• [Work task]: Word for word, copy every line of the data.

Extracted records
- - -

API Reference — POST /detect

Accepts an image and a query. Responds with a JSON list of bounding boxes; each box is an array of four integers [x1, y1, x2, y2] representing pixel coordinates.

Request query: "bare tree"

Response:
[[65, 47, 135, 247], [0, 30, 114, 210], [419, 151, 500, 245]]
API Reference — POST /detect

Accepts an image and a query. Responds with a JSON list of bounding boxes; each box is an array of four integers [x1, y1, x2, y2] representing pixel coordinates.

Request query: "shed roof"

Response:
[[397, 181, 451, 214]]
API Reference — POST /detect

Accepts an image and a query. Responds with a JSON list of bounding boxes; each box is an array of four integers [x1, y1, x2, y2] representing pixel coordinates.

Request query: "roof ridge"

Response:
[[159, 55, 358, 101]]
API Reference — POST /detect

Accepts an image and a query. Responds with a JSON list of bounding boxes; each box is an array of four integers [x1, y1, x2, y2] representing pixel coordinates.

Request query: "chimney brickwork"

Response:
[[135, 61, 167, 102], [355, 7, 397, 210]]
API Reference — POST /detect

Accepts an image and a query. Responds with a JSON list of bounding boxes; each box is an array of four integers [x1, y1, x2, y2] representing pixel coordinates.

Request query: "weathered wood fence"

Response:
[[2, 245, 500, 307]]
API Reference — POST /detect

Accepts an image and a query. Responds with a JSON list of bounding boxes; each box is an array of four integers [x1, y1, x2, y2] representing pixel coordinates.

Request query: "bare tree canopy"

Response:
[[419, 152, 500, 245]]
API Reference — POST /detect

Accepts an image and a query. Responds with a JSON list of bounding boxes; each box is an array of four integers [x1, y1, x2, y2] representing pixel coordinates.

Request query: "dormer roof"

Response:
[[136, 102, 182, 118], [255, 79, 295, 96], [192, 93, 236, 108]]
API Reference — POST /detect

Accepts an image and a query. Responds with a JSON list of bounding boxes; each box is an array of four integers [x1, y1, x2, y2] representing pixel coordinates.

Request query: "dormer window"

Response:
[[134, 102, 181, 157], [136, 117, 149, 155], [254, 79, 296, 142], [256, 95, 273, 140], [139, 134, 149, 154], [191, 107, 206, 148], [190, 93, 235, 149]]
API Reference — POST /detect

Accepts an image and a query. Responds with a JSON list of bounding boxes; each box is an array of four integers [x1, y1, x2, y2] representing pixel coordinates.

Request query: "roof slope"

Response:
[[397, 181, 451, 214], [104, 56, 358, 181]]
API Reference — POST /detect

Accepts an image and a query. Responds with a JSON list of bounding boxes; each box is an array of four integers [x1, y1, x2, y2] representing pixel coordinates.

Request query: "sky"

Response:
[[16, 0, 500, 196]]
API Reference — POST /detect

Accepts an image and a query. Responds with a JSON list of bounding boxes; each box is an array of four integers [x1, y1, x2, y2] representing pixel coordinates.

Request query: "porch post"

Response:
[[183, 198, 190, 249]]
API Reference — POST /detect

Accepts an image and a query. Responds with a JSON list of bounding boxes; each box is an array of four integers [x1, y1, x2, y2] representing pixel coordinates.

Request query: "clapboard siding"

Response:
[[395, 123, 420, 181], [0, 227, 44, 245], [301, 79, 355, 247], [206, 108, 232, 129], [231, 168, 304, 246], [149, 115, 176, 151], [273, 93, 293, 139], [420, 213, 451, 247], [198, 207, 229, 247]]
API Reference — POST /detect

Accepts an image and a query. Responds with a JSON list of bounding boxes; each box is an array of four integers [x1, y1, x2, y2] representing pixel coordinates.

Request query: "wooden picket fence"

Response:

- - -

• [Result for this task]:
API Reference — POST /detect

Accepts an image and a query. Responds with a JSON list of bounding boxes; each box is an array of four integers [x1, y1, x2, y2] representing pixel coordinates.

Request query: "bare tree"

Response:
[[65, 47, 135, 247], [0, 30, 114, 210], [419, 151, 500, 245]]
API Reference — POST /detect

Accepts an image and a query. Responds with a JSON list of bounding boxes; each box is an array of four integers [x1, y1, x2, y2] representing pixel coordinates.

Request query: "shed roof"

Response:
[[397, 181, 451, 214]]
API Reference — POST /detect

Accepts an image and a query. Responds with a JSON list of bounding boxes; each box is an array of four integers [x1, y1, x2, y2] representing pixel coordinates.

Request query: "roof ridge"

Response:
[[159, 55, 358, 101]]
API Reference — POST /detect

Accepts an image and a query. Responds with a JSON list of bounding boxes; each box is an array of four integers [x1, y1, x2, y2] representing pixel coordinates.

Request query: "chimney brickwork"

Response:
[[135, 61, 167, 102], [355, 7, 397, 210]]
API Reference — POST /detect

Accepts an image and a query. Responds with a JSON list of bounding boxes; each box is an array of four integers [x1, y1, x2, y2] representing pixel coordinates.

Request query: "weathered wood fence"

Response:
[[2, 245, 500, 307]]
API Reference — POST /detect

Accepts an image and a query. Responds with a JSON list of bounding boxes; each box is an array of four integers [x1, y1, x2, y2] representing pixel coordinates.

Request query: "bare tree canopy"

Response:
[[419, 152, 500, 245]]
API Reference — POST /detect

Accepts an image and a query. Responds with a JSON list of bounding boxes; each box is an array of four integers [x1, y1, x2, y2] representing pixel coordinates.

Request query: "dormer roof"

Response:
[[136, 102, 182, 118], [255, 79, 295, 96], [192, 93, 236, 108]]
API Reference — POST /detect

Accepts an image and a query. Responds with a JSON list of bounding boxes; each box is an array of four integers [x1, y1, x2, y2] representing pixel coordinates.

Request query: "dormer window"

Response:
[[134, 102, 181, 157], [136, 117, 149, 155], [254, 79, 296, 142], [256, 95, 273, 140], [139, 134, 149, 154], [191, 107, 206, 148], [190, 93, 235, 149]]
API Reference — POST /detect

Accepts an image and a query. Responds with a JSON list of bounding boxes; each box is an array of four integers [x1, y1, x2, y2] representing pixel coordinates.

Request query: "roof slope"

Response:
[[397, 181, 451, 214], [104, 56, 358, 181]]
API Reference — POST /detect

Accepts an image and a query. Responds with a JSON list of bounding boxes; each box is an array of four integers [x1, y1, x2, y2] representing pixel coordinates.

Request query: "sky"

Response:
[[16, 0, 500, 196]]
API Reference — POST /detect

Accepts an image and a query. Responds with a JSON list of bounding boxes; each box is an array of four integers [x1, y1, x2, y2] representing pixel coordinates.

Request query: "porch post"

Response:
[[183, 198, 190, 249]]
API Reference — POST /detect

Accepts an image and a query. Responds with a JSON list of bounding boxes; each box is an array of four integers [x1, y1, x2, y2] representing pixel coordinates.

Request query: "clapboard siding"

Response:
[[395, 123, 420, 181], [0, 227, 44, 245], [301, 79, 355, 247], [206, 108, 232, 129], [231, 168, 304, 246], [149, 115, 176, 151], [273, 93, 293, 139], [420, 213, 451, 247], [198, 207, 229, 247]]
API Reference — POST /detect

Accepts an image and a query. Responds with a JSON list of bounding boxes; each box is an array of four integers [x1, y1, x2, y2] representing pixel coordinates.

Request query: "wooden picket fence"

Response:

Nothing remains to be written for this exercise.